* [Trecho selecionado]

-----

Jornal “O Homem de Côr”, o 1º periódico dedicado a causa negra da imprensa brasileira


O Homem de Côr. (FOTO/Reprodução do jornal digitalizado).

Criado pelo jornalista, poeta, tipógrafo e livreiro Francisco de Paula Brito, o quinzenário O Homem de Côr foi o primeiro jornal brasileiro a lutar contra a discriminação racial, 55 anos antes da abolição da escravatura no Brasil. Lançado a 14 de setembro de 1833 como produto da Typographia Fluminense de Brito & Cia. – loja instalada no Largo do Rocio, atual Praça Tiradentes, onde a presença negra era marcante –, o surgimento desse precursor da imprensa negra esteve contextualizado com a proliferação de pasquins de crítica política entre o fim do Primeiro Reinado e o início do Período Regencial, no início da década de 1830. A partir de sua 3ª edição, de 16 de outubro de 1833, o periódico passou a se chamar O Mulato, ou O Homem de Côr, mas logo em seguida sua publicação foi suspensa: a edição nº 5, de 4 de novembro de 1833, foi a última a ser lançada.

-----

* [Descrição do problema]
No trecho sobre o jornal O Homem de Côr, em que data o jornal foi lançado? Para responder, use só o trecho acima.

-----

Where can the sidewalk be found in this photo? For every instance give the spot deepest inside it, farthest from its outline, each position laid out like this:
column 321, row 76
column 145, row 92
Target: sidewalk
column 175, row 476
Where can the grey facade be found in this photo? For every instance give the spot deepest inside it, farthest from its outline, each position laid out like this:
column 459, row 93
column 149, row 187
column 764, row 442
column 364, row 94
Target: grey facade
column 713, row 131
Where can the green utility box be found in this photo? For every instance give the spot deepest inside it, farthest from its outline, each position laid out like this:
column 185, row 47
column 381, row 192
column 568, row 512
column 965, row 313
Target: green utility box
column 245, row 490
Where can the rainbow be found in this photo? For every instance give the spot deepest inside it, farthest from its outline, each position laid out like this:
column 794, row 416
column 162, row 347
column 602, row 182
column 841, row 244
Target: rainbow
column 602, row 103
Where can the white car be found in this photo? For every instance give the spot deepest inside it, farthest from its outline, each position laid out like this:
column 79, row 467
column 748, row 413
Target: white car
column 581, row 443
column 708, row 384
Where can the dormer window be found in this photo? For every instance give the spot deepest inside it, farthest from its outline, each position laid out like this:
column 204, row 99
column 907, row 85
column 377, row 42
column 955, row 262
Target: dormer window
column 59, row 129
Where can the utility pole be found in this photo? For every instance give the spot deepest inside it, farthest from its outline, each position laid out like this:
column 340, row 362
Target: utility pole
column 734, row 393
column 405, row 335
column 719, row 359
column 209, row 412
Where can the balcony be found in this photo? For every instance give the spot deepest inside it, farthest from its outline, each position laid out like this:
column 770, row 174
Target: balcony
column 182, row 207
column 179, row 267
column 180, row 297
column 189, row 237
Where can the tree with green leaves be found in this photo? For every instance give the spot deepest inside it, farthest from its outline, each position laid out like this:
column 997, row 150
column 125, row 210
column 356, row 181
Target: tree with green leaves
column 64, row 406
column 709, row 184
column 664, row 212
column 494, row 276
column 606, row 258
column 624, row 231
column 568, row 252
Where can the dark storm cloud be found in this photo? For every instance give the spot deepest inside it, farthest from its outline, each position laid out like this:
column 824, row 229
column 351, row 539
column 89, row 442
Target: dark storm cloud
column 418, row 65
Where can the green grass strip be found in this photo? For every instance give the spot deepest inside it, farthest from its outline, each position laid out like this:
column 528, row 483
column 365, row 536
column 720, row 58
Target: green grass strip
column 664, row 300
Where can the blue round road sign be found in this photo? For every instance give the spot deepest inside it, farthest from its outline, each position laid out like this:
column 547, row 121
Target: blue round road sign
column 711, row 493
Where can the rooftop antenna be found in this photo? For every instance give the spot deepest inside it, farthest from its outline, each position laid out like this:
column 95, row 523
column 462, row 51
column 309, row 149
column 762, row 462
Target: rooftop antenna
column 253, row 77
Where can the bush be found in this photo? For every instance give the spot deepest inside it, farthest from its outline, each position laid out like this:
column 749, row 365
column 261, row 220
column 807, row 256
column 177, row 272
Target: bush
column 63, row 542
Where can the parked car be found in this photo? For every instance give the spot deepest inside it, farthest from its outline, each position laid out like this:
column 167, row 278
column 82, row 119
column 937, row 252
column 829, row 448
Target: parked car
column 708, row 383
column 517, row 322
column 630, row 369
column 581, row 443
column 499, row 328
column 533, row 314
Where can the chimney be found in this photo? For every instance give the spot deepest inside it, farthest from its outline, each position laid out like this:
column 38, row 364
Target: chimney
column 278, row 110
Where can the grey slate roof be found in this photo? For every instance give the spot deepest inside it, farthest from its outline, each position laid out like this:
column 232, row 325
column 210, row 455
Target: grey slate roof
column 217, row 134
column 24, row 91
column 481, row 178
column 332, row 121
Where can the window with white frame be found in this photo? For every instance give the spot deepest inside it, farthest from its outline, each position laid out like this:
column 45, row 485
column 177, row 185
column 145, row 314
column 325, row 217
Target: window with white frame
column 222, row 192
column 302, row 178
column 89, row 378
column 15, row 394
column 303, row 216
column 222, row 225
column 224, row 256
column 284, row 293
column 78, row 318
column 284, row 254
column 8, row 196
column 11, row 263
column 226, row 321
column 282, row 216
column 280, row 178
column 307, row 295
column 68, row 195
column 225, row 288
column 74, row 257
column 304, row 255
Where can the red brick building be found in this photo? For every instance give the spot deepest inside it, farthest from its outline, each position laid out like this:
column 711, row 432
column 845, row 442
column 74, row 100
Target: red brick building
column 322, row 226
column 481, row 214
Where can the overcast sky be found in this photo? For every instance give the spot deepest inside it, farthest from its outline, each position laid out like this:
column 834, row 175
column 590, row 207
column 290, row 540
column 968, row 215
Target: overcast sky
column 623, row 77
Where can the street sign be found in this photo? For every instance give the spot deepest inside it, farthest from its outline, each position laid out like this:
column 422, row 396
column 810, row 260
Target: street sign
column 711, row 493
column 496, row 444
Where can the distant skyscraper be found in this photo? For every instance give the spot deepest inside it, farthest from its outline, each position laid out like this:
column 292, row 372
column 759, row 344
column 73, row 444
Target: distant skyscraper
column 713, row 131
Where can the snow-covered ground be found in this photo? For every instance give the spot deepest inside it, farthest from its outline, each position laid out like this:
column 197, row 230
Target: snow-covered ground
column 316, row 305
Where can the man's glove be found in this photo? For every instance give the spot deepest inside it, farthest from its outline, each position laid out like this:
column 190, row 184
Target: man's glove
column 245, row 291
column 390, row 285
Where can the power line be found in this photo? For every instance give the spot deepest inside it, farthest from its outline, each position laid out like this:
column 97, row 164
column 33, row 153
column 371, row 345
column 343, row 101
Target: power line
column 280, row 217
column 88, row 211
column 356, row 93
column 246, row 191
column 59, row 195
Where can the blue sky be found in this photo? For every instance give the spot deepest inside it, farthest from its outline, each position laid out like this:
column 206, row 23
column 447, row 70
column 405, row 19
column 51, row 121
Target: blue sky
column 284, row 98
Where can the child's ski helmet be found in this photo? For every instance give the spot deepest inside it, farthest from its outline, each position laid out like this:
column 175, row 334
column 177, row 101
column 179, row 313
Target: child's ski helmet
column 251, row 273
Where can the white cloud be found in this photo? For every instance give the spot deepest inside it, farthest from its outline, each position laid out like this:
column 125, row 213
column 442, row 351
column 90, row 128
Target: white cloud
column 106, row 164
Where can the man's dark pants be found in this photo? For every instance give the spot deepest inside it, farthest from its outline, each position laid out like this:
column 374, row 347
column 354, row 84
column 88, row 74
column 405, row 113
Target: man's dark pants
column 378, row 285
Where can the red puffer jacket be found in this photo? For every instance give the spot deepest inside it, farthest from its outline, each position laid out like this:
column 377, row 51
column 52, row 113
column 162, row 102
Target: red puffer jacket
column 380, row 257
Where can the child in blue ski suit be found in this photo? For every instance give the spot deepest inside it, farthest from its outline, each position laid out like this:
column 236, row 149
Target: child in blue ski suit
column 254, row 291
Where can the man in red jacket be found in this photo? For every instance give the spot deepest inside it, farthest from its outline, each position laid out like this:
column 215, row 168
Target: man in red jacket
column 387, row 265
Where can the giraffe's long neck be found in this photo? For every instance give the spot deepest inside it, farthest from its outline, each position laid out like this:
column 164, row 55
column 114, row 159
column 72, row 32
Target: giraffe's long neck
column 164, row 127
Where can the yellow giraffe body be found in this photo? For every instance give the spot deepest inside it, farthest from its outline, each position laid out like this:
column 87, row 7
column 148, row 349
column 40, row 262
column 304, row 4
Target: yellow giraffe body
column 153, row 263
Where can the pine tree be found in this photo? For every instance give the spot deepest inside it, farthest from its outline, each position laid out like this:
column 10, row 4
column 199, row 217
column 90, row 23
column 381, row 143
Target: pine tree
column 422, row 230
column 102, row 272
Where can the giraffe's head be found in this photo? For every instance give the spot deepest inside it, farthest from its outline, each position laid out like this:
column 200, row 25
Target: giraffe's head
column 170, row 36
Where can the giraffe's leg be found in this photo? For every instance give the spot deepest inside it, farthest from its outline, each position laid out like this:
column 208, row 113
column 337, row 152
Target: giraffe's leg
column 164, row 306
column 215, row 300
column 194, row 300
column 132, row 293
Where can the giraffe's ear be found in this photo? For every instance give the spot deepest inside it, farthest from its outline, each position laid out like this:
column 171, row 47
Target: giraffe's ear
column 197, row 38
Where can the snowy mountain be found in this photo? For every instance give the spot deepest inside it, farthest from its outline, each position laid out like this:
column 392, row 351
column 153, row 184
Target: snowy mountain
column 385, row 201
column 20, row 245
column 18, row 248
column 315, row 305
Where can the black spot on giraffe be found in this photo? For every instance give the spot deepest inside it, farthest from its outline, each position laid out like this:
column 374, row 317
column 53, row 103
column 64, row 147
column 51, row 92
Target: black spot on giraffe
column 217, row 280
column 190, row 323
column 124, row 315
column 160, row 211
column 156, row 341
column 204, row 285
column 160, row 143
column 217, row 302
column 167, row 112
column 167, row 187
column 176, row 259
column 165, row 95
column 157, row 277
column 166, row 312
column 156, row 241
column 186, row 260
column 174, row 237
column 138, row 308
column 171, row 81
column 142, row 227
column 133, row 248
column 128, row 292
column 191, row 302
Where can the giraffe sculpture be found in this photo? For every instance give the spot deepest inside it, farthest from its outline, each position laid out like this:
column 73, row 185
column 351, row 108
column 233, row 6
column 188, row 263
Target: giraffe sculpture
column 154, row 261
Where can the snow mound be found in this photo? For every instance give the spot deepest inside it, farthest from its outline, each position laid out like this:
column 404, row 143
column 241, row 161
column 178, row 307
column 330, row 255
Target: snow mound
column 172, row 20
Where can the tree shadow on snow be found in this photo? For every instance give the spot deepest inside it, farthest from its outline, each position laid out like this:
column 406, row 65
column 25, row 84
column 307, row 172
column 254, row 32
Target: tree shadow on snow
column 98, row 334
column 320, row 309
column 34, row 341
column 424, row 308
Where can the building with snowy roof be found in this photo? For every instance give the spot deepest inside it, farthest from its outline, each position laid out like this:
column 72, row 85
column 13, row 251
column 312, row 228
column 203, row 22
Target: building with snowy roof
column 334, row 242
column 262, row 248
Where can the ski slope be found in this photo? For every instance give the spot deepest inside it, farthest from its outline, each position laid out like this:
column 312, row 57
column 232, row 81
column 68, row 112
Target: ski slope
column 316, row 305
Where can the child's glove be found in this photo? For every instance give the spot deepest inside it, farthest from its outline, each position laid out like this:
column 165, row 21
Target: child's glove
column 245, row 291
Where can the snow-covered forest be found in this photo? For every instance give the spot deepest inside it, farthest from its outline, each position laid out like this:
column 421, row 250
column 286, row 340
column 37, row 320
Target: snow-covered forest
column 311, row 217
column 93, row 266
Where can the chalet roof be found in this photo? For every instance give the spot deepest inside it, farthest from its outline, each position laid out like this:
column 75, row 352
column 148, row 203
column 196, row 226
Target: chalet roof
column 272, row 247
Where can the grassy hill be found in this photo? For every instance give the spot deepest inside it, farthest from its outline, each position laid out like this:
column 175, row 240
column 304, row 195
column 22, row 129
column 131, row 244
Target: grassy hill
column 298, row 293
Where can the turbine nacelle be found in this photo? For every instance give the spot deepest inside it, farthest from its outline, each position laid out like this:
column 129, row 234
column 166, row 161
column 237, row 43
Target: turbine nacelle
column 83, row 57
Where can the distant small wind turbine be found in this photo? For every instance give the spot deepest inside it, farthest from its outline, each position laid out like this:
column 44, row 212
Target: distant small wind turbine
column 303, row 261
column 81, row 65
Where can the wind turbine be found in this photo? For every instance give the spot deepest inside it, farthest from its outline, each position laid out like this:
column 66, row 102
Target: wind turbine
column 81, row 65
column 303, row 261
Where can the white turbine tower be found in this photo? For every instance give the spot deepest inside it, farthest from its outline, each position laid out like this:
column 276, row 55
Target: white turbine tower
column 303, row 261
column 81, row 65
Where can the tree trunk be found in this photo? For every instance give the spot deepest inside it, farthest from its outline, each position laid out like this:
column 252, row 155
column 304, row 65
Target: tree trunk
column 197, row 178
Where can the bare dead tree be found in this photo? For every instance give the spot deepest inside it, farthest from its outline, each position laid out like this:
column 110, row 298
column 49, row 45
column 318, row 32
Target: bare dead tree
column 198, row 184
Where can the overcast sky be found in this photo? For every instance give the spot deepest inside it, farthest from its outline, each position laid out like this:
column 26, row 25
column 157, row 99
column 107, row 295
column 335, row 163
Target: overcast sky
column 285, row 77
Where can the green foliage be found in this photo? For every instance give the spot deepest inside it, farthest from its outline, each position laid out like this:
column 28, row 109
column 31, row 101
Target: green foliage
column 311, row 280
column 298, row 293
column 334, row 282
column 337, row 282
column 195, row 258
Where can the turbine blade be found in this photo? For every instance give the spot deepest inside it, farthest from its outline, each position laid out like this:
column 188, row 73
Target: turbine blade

-----

* [Resposta]
Em 14 de setembro de 1833.